Point localization data
^^^^^^^^^^^^^^^^
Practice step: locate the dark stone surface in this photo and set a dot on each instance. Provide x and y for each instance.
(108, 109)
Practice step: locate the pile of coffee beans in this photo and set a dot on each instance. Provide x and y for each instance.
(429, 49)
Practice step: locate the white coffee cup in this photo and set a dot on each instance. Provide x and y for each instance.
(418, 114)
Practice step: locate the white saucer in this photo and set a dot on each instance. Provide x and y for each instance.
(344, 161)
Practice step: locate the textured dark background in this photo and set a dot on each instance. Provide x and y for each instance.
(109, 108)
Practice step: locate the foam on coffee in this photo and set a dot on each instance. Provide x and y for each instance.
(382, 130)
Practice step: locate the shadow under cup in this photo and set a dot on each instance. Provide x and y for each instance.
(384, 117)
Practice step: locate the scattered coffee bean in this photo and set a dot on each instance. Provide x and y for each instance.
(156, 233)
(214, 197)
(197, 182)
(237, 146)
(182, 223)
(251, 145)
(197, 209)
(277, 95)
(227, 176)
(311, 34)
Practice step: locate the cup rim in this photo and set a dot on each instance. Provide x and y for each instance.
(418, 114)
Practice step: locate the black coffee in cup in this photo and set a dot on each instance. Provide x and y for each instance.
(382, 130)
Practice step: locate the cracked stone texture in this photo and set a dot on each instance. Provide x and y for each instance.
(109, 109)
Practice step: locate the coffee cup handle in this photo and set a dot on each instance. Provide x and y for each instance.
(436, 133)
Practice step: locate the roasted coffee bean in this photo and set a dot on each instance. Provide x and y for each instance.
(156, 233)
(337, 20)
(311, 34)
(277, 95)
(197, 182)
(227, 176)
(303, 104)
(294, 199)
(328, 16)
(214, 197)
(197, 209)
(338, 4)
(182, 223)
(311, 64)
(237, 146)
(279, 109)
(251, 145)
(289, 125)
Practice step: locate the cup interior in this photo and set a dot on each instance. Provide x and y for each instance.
^^^^^^^^^^^^^^^^
| Task description |
Repeat the data above in full, word for word.

| Solution |
Practice step: locate the dark stone surface in this photo and set a dot on each instance. Provide x and y for each instance.
(108, 109)
Practice step: locate the pile of coffee beans in this photo and set a dot on each instance. Provide x and y for each instance.
(429, 49)
Practice step: locate the white coffee cup in this photo and set a dot on each instance. Provide x and y for each instance.
(418, 114)
Practice step: locate the white saucer in this photo and set a dot on each instance. Provide x and y for each instance.
(344, 161)
Practice step: locate the textured dark background in this photo and set a dot on each instance. Provide x and y for each instance.
(109, 108)
Practice step: locate the foam on coffee in this photo and set a dot on each instance. Provide x and y for each instance.
(382, 130)
Practice step: locate the shadow under cup in this photo and set a dot on each instance. Provide x and y for each instance.
(384, 117)
Practice step: locate the scattered coffee bean in this photo and set a dot on each instance. Provide x and y for each instance.
(156, 233)
(214, 197)
(197, 182)
(237, 146)
(182, 223)
(251, 145)
(197, 209)
(277, 95)
(227, 176)
(311, 34)
Practice step: locate the cup rim in this photo and set a dot on each instance. Provide x and y for each instance.
(418, 114)
Practice step: locate the black coffee in cup in this photo and set a dot on each instance. Provide x and y for each instance.
(382, 130)
Practice step: locate the cracked stone texture in this photo and set a dot on each instance. Provide x and y for each instance.
(109, 109)
Practice step: locate the coffee cup handle in this photo and set a dot on each instance. Provide x and y for each instance.
(436, 133)
Practice step: locate the roasted coffee bean in this photo and set a dot on each instance. Provide x and y for each instance.
(156, 233)
(337, 20)
(311, 34)
(277, 95)
(197, 182)
(227, 176)
(303, 104)
(294, 199)
(328, 16)
(214, 197)
(197, 209)
(338, 4)
(182, 223)
(311, 64)
(237, 146)
(279, 109)
(251, 145)
(289, 125)
Practice step: locate the cup interior in this photo and set a dot on each instance. Provide x and y for each instance.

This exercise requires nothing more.